This wasn’t what many who saw the city’s downtown in the ‘70s or ‘80s would have expected. Jenni Morejon, who works for the public-private Downtown Development Association (DDA), says back then, it was sort of a leftover area, with vacant buildings and no street lights. It wasn’t until a few pioneering developers in the ‘90s and 2000s, such as Alan Hooper and Tim Petrillo, and then projects like FATVillage, arrived that change started accelerating.

A rendering of Via Mizner, a forthcoming $358-million project reshaping downtown Boca Raton, Florida.
Penn-Florida Companies

From seniors and snowbirds to the Mandarin

Fort Lauderdale isn’t the only city in South Florida benefitting from sky-high Miami prices and demographics shifts. Further north, Boca Raton is also in the midst of a downtown revival. A historically high-rent beachfront city for the wealthy—the city’s centerpiece Boca Resort was a pastel-colored vacation destination for decades—it’s been pegged as a home for seniors and snowbirds, a characterization fueled by its choice as the home for Jerry Seinfeld’s fictional parents.

▶ _Tasks and exercises_:
A. Reproduce verbatim the portion of the passage on South Florida's downtown revivals starting at "Fort Lauderdale isn’t" and ending at "Seinfeld’s fictional parents.".
B. Write the next part of the passage on South Florida's downtown revivals, picking up after its final sentence.
The entries that follow have no connection to the passage on South Florida's downtown revivals.

Saved entries:
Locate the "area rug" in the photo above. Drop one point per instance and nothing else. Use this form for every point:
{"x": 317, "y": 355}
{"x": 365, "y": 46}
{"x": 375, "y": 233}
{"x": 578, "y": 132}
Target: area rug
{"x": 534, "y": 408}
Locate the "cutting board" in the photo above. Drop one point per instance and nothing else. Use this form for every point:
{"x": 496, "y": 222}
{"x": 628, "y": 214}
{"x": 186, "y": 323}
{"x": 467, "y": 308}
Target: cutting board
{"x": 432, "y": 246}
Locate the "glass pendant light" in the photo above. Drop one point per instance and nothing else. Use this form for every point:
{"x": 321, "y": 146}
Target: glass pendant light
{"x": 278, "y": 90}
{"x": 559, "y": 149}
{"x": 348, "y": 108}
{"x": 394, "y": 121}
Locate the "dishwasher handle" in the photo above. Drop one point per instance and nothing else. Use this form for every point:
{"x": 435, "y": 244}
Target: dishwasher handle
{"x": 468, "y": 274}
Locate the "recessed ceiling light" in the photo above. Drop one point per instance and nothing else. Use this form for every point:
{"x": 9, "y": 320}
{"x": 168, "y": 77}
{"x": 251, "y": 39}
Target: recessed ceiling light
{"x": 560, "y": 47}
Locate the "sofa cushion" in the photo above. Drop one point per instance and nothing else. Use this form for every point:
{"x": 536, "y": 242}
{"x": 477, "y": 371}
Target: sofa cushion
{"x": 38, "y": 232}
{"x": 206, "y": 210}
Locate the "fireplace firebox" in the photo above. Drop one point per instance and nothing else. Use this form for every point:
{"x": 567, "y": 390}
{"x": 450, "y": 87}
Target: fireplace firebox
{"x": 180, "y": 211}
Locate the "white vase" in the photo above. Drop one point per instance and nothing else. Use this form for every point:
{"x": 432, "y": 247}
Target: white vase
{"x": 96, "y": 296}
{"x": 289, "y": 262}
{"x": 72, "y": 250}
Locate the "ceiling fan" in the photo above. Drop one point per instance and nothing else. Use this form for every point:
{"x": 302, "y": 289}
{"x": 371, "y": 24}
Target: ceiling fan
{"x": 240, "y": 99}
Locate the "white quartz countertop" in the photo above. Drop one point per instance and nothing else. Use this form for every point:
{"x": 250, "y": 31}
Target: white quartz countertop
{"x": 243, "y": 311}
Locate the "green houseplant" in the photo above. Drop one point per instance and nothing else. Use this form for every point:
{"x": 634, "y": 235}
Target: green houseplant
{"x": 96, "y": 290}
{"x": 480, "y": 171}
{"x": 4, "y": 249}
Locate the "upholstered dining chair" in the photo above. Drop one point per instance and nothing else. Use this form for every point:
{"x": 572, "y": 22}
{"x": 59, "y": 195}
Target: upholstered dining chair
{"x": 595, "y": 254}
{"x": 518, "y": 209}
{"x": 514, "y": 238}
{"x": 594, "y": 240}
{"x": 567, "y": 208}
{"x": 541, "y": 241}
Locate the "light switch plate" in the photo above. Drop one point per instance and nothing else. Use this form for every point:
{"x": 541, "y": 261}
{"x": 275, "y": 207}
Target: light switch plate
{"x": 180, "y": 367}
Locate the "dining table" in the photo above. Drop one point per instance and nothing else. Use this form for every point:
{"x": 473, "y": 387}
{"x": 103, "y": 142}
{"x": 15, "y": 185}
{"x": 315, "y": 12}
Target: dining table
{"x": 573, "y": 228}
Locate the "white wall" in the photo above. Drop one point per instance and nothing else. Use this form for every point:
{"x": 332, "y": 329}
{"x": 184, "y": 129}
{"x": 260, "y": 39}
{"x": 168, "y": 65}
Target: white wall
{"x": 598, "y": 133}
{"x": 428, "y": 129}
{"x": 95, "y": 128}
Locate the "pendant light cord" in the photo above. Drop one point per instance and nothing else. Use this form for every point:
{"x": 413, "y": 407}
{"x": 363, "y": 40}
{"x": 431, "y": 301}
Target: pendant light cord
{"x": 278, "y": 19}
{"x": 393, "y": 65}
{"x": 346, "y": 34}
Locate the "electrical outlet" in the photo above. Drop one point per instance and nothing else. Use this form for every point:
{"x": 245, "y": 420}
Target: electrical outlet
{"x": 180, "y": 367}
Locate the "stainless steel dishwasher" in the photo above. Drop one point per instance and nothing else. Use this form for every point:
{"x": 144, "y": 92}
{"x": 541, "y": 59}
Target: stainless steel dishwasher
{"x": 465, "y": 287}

▶ _Expected outputs_:
A.
Fort Lauderdale isn’t the only city in South Florida benefitting from sky-high Miami prices and demographics shifts. Further north, Boca Raton is also in the midst of a downtown revival. A historically high-rent beachfront city for the wealthy—the city’s centerpiece Boca Resort was a pastel-colored vacation destination for decades—it’s been pegged as a home for seniors and snowbirds, a characterization fueled by its choice as the home for Jerry Seinfeld’s fictional parents.

B.
But that’s fast becoming an outdated stereotype. A series of smaller, multi-level, multi-family developments over the last few years has led to Via Mizner, a $398-million project that represents a crescendo of activity for the city’s downtown. A massive development that will include a new Mandarin Oriental Hotel and retail when finished in 2020, the project will put an exclamation point on downtown’s redevelopment. It’s rental component, a 366-unit rental apartment building, opened earlier this year, and may soon be joined by another proposed project, the the 350-unit Camino Square.

Albert Piazza, Senior Vice President at Penn-Florida Companies, the project’s developer, says he’s seen the demographic and developmental shift over the last decade or so. Dozens of new restaurants have come downtown, the number of rental units is shooting up, and nearby Florida Atlantic University, with its 30,000 students, plans to expand and shed its commuter-school reputation. While Boca and Fort Lauderdale are densifying for different reasons—Boca is benefitting from a move by older adults and seniors towards rentals—they’re both indicative of shifts towards downtown, urban living.

“I don’t think it’s price driven,” he says. “Rental rates in downtown Boca are rivaling those in Miami now. It’s convenience driven and lifestyle driven. It’s the critical mass. Enough things have happened, and now it’s a cool place.”

A proposed station design for the Wave Streetcar in Fort Lauderdale.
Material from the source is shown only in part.